**Work required:**
Would you transcribe the line containing "mesh in the photo above." and every line after it, through the end of the records below, exactly and with nothing else?

──────── Exercise data ────────

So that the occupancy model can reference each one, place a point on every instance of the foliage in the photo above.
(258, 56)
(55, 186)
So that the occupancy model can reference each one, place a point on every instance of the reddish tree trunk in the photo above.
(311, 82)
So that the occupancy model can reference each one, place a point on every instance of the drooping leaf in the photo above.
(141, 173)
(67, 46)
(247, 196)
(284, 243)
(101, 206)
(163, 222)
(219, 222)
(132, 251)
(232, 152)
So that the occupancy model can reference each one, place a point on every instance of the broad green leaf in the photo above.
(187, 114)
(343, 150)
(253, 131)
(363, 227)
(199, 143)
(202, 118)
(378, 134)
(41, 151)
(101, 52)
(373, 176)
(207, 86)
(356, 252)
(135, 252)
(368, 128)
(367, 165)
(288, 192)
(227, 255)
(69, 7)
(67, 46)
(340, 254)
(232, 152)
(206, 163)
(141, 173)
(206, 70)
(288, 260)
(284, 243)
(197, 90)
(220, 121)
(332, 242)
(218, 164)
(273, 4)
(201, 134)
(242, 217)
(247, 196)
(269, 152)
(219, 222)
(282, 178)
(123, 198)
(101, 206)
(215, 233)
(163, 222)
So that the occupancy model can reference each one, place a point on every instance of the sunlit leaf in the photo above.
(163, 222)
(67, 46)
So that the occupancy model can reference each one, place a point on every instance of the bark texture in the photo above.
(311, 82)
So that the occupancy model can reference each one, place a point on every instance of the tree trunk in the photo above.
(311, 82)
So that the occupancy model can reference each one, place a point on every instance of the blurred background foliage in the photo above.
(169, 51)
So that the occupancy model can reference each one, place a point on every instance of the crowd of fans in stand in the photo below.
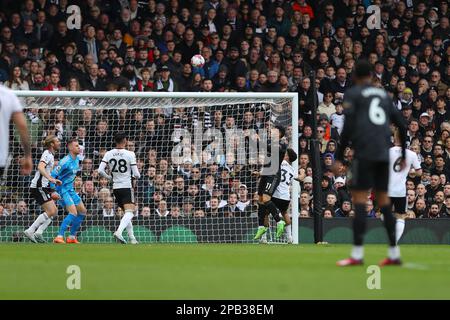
(255, 45)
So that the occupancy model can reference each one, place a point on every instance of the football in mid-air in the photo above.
(198, 61)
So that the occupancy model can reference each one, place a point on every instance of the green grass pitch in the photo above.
(218, 271)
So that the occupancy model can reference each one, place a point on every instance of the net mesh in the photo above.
(196, 157)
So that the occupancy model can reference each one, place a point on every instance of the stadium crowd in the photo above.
(249, 46)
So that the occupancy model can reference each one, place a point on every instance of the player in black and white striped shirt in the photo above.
(41, 190)
(123, 169)
(282, 195)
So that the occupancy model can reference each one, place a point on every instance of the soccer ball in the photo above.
(197, 61)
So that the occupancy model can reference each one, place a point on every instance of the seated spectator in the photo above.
(175, 212)
(214, 210)
(420, 208)
(199, 213)
(108, 210)
(304, 214)
(328, 213)
(344, 210)
(434, 212)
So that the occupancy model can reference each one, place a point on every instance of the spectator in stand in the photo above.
(260, 47)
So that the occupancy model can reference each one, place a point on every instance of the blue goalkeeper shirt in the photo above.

────────

**Output below:**
So that the occupancy model can reference each one, place a point on every instance of the net mesh in the photo above.
(196, 157)
So that the occupancy model can reference each one, place a point on every instance of the stadium crowd in the photo above.
(249, 46)
So that the occupancy model can reference each one, place a point on every instance of the player in black and white striped shirt in the photo above.
(41, 190)
(123, 169)
(282, 195)
So that the occupancy model can reference each one, place a point on every instance of the soccer ball in the photo above.
(197, 61)
So that the occupancy model can reference each one, place a point on every instance of the seated spectator in the photo above.
(175, 212)
(214, 210)
(420, 208)
(199, 213)
(108, 210)
(304, 214)
(328, 213)
(344, 210)
(434, 212)
So that the occupancy model can reference each one, place a point on every instance of the spectator in stand in the photo above.
(260, 47)
So that the occupancy model can reference each one, place a point on every instance of the blue goalkeeper shirt in the photo above.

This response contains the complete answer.